— DATA TO PROCESS —
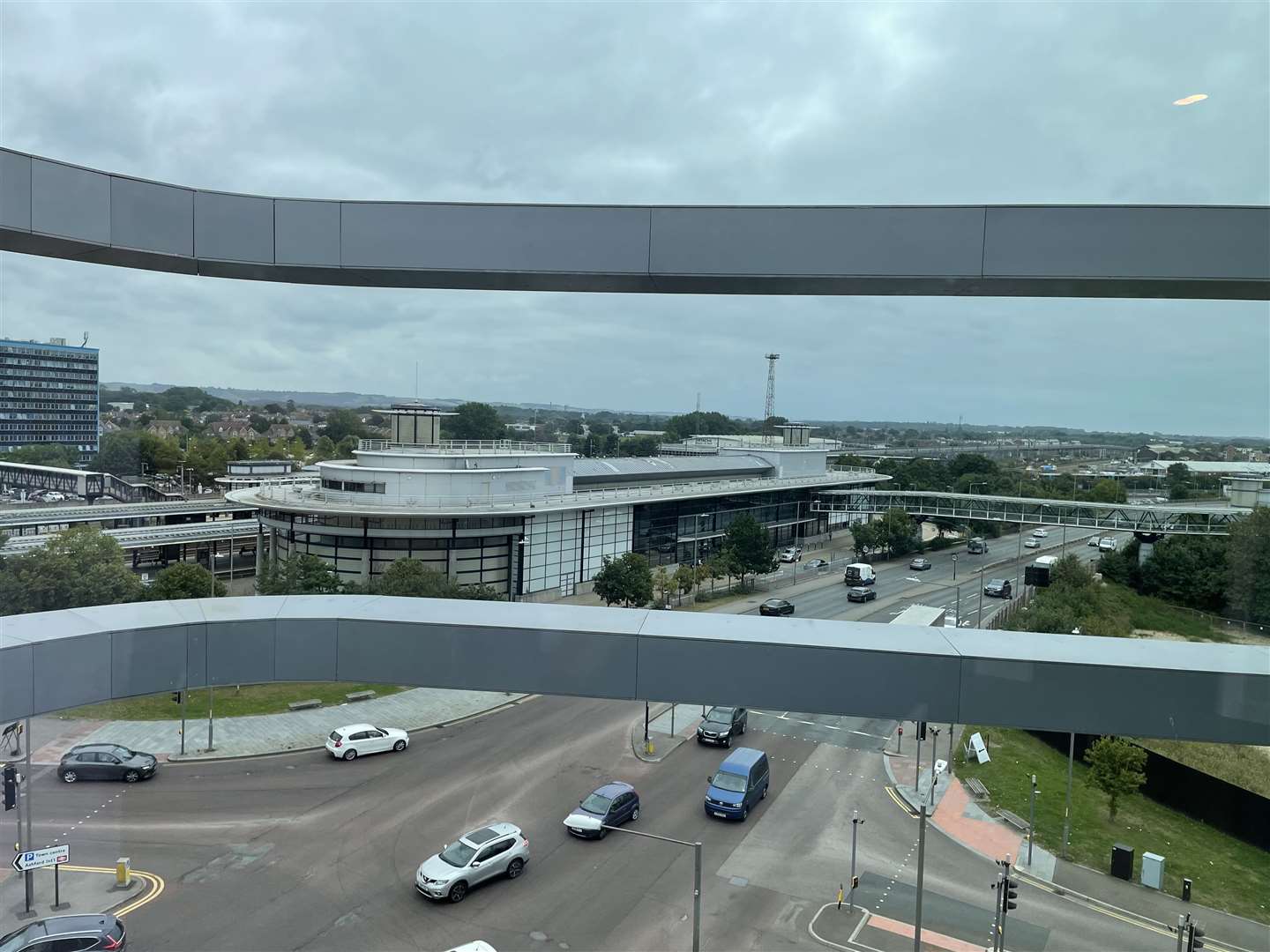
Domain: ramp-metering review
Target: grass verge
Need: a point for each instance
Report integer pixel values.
(1227, 874)
(230, 701)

— GOAL —
Can you print the records above again, word for word and line for line, with the pictures left out?

— PROBLEM SOLUTION —
Domain: ramp-metering review
Target: grass verge
Need: a point for each instance
Report integer pixel values.
(1227, 874)
(230, 701)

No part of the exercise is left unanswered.